┌──
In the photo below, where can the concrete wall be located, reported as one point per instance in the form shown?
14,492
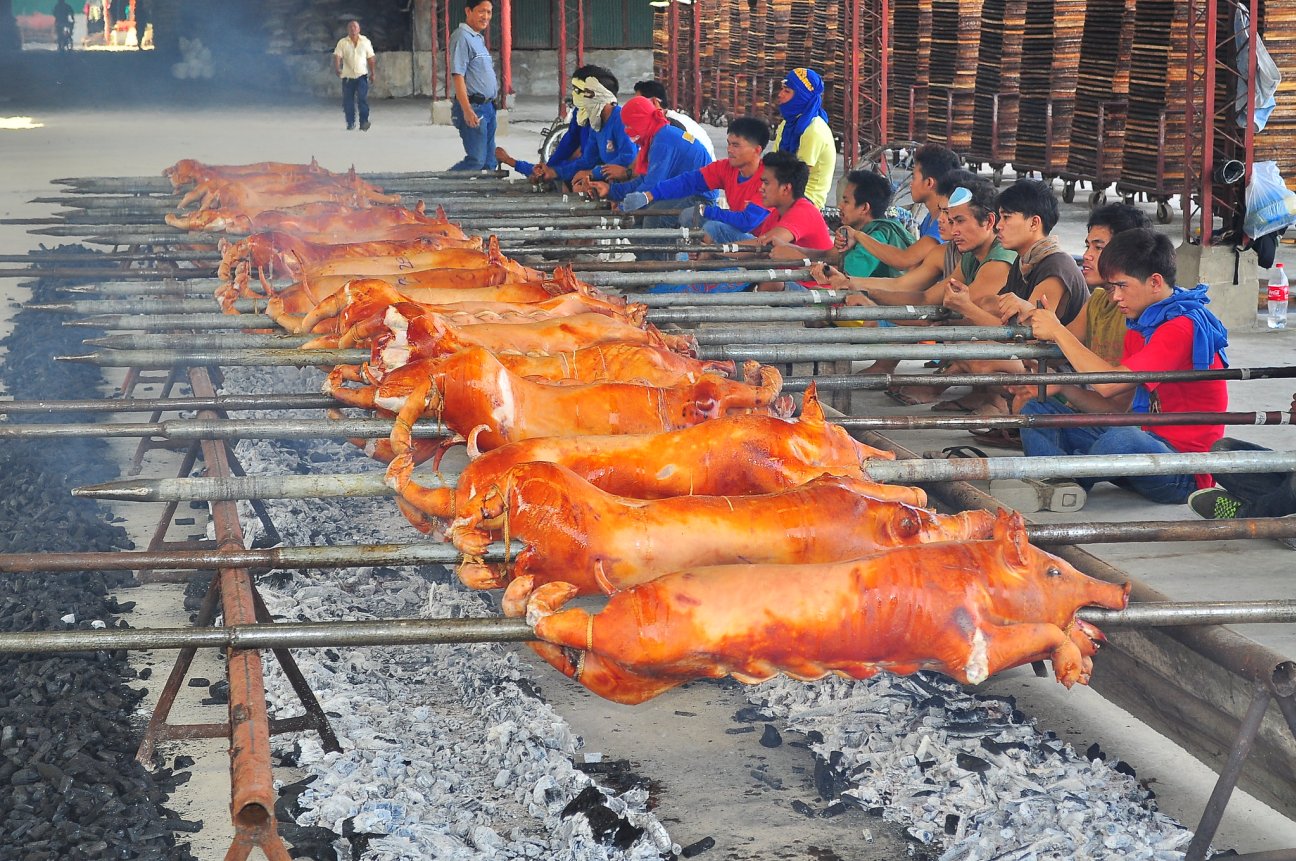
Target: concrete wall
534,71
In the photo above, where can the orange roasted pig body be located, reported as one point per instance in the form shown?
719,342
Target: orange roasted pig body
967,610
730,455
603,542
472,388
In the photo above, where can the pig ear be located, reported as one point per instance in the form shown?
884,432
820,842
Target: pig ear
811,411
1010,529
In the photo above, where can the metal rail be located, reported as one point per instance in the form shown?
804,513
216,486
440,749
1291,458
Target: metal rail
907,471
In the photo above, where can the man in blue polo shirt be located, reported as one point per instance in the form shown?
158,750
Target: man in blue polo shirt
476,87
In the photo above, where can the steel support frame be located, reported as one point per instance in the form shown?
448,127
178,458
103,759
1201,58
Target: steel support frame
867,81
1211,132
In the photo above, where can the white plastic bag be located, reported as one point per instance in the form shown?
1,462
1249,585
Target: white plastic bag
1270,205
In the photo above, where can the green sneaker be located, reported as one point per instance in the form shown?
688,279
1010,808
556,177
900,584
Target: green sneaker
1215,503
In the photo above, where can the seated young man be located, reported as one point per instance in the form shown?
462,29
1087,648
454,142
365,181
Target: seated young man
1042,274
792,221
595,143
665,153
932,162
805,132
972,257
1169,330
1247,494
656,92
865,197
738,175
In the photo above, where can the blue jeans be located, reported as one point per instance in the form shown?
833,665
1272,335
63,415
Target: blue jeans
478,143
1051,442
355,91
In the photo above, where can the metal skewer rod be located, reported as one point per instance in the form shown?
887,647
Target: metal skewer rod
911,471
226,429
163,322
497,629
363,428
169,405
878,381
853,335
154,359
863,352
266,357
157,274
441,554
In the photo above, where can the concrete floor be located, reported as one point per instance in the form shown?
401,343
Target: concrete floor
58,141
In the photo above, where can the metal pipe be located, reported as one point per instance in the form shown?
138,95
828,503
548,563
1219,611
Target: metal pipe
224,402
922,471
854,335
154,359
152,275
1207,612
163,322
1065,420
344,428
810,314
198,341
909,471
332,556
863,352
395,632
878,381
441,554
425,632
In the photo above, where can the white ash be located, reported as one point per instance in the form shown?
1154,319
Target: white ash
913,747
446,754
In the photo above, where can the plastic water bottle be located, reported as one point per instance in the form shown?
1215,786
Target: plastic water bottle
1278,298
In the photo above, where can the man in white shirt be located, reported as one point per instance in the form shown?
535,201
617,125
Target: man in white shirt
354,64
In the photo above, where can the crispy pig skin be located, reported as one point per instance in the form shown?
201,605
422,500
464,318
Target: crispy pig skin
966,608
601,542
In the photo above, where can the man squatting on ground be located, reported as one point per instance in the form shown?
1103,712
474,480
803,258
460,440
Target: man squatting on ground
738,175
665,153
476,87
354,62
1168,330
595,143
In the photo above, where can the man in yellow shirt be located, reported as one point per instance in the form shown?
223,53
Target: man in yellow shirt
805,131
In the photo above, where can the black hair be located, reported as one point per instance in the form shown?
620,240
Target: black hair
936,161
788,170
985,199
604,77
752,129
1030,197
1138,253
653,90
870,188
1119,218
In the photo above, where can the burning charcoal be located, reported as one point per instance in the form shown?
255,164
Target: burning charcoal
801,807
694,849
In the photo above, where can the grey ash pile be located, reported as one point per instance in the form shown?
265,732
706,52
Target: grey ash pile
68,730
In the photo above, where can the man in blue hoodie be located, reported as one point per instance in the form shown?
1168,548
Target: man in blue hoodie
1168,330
└──
> **Exercise aim**: Reproduce precisely the span of lines that begins at the line containing "In the photo above, where can the burning" and ends with the last line of the listing.

> **Output**:
In the photo above, where can the burning charcoal be located, reported as one point per instance in the form shown?
255,164
Target: burning charcoal
801,807
694,849
In the photo above, where can the grey ash pile be located, reported as one point per instance in the form shown?
265,732
706,52
Target: grey ash pile
68,730
In the photo above, where can the man in blue hoodie be located, reported as one point per instance in the form shown?
1168,548
Target: man in blue hoodie
1168,330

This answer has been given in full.